--- start of Information provided ---

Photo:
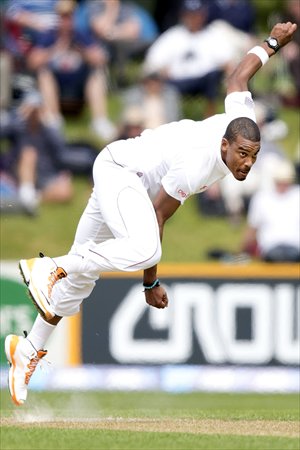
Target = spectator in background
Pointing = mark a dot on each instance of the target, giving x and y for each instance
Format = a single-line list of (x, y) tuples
[(132, 123), (193, 55), (127, 28), (238, 13), (24, 20), (33, 162), (291, 55), (166, 13), (158, 101), (273, 233), (71, 66)]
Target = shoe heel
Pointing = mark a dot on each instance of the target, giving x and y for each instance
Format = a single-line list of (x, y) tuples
[(7, 347)]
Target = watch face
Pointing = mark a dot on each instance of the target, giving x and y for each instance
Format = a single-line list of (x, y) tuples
[(273, 42)]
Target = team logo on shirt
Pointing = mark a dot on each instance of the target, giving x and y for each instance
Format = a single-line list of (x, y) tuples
[(182, 193), (203, 188)]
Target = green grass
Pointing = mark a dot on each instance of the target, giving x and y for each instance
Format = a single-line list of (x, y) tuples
[(25, 432)]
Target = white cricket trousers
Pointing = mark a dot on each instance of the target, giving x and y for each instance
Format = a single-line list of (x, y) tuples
[(118, 231)]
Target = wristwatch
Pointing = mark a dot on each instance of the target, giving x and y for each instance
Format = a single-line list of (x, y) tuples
[(272, 43)]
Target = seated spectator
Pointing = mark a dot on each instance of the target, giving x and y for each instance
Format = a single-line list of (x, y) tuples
[(240, 14), (159, 101), (193, 55), (32, 163), (127, 28), (23, 22), (71, 67), (273, 232), (231, 198)]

--- end of Information provided ---

Your objective: Scale the listing between the lines holding "Target = team logo on shirt" and "[(25, 432)]", inclusive, by writing out every line of that stretch again with all other text unchanged but each x and y coordinate multiplied by 1.55 and rounded to a whole number, halves rounded up. Give only these lines.

Problem solution:
Target = team logo on shirt
Pointing = mark a dot on each instance of the target, giving x and y for each instance
Format = a single-line list of (x, y) tuples
[(282, 299), (315, 291)]
Target = green grass
Pointing = mark a dot on each instance of the target, giving x and y for each instance
Format = a single-line list of (x, y) tuples
[(39, 670)]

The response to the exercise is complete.